Stage 1 - jurisdictional question

  1. The first stage is to be considered by reference to the circumstances existing as at the date of the death of Mr McLeod.  We conclude that, even accounting for the small size of the estate, the will does not make adequate provision for the proper maintenance, etc, of the appellant.  Our reasons for that conclusion are as follows.

  2. First, the learned trial judge made findings regarding the appellant's financial circumstances and ability to meet her financial needs as she approached retirement as at the date Mr McLeod died.[80]  These facts are not challenged.  On the basis of those unchallenged findings the appellant was therefore approaching retirement age with debt, with limited superannuation and with no other obvious buffer to assist in navigating the vicissitudes of life.

    [80] Primary Decision [166] - [172].

  3. Secondly, the appellant's financial needs as at the date of Mr McLeod's death were greater than any of the other beneficiaries.  We reach this conclusion based on the unchallenged findings made by the learned trial judge regarding the financial circumstances of the second[81] and third respondents,[82] and our review of the evidence regarding Ms Tickel's circumstances.

    [81] Primary Decision [195] - [198].

    [82] Primary Decision [202] - [210].

  4. In relation to the second respondent, his financial position, his age and his ability to continue to earn well into the future place him in a superior financial position to the appellant.  In relation to the third respondent, her Honour concluded that whilst the third respondent had substantial debts, she had not provided any information about the value of her assets, and whether she and her husband shared any equity in their properties, and as such the learned trial judge was unable to make any real assessment of whether the third respondent's financial position (both at the date of Mr McLeod's death and the date of hearing) was better than the appellant's position.[83]  Her Honour also found that although the third respondent had health issues she was able to work full time.[84]  In light of those unchallenged findings, and given the third respondent's age, we find that the appellant's financial needs are greater than those of the third respondent.

    [83] Primary Decision [210].

    [84] Primary Decision [210].

== THINGS TO DO ==
• a. Reproduce the part of the judgment on Mr McLeod's will that opens with the words containing "Stage 1 - jurisdictional" and closes with "[166] - [172].".
• b. Write what comes next in the judgment on Mr McLeod's will, starting after its last sentence.
The entries are not needed for anything here.

== INFORMATION GIVEN ==
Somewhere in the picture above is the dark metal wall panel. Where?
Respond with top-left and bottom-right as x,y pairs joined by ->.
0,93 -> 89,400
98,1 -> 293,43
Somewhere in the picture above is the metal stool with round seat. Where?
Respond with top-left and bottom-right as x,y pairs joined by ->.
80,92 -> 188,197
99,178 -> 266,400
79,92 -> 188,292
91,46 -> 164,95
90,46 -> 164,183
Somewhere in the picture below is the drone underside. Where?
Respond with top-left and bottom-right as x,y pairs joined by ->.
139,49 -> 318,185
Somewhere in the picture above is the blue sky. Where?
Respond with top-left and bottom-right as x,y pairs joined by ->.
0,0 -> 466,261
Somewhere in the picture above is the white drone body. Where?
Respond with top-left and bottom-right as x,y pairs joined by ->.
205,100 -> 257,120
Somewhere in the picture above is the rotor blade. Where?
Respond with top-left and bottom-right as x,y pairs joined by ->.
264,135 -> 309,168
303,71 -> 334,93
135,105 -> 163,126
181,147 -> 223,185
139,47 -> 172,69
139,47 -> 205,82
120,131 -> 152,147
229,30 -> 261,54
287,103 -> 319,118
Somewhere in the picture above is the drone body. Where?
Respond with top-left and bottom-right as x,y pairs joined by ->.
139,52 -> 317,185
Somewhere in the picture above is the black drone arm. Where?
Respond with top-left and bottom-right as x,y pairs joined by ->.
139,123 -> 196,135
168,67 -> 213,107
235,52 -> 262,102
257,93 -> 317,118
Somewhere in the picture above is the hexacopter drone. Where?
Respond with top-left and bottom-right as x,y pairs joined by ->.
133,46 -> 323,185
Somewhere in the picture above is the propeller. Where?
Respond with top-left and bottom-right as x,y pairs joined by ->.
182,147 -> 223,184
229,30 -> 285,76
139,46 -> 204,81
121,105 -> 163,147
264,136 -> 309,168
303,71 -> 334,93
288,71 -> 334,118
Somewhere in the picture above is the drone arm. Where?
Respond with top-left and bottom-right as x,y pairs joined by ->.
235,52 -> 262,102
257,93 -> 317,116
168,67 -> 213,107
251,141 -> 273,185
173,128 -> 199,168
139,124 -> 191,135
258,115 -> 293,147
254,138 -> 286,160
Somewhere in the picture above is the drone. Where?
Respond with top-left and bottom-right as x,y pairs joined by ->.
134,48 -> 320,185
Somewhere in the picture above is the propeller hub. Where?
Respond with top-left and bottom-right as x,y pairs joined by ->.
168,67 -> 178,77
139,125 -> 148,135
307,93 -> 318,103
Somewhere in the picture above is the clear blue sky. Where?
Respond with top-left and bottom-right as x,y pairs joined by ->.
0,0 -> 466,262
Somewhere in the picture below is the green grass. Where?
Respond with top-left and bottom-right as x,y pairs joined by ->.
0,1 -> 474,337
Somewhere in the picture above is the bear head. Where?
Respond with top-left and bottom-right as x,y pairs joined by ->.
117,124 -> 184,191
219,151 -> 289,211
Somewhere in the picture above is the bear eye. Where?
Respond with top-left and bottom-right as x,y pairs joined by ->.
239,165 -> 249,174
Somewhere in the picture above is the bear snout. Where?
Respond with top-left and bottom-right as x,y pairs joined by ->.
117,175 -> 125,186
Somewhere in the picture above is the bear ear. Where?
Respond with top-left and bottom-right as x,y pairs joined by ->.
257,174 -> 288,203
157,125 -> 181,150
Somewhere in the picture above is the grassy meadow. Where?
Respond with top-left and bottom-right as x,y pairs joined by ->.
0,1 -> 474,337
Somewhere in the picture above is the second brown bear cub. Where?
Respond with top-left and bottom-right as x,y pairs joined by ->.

== RESPONSES IN ORDER ==
• a.
Stage 1 - jurisdictional question

  1. The first stage is to be considered by reference to the circumstances existing as at the date of the death of Mr McLeod.  We conclude that, even accounting for the small size of the estate, the will does not make adequate provision for the proper maintenance, etc, of the appellant.  Our reasons for that conclusion are as follows.

  2. First, the learned trial judge made findings regarding the appellant's financial circumstances and ability to meet her financial needs as she approached retirement as at the date Mr McLeod died.[80]  These facts are not challenged.  On the basis of those unchallenged findings the appellant was therefore approaching retirement age with debt, with limited superannuation and with no other obvious buffer to assist in navigating the vicissitudes of life.

    [80] Primary Decision [166] - [172].

• b.
  5. We also observe that there is no evidence of Ms Tickel's financial circumstances, save for a short reference in her affidavit to her struggling financially since the death of her husband.[85]  We therefore conclude that the appellant's financial needs are greater than Ms Tickel's financial needs.

    [85] GAB 424.

  6. Thirdly, as the de facto partner of Mr McLeod, the appellant not only has a statutory moral claim to Mr McLeod's estate, but also a moral claim based on the nature of their relationship, being one of love and affection.  The various findings made by her Honour concerning the totality of the relationship between the appellant and Mr McLeod are summarised in [22] above.  Her Honour found, and it is not in dispute, that although the appellant did not make any contributions to Mr McLeod to build up his estate, she did contribute financially to his wellbeing by providing food, shelter and access to her possessions since at least 2015.  The learned trial judge also found, and it is not in dispute, that the appellant provided Mr McLeod with companionship and emotional support (noting they may have had a difficult relationship at times).[86]

    [86] Primary Decision [186].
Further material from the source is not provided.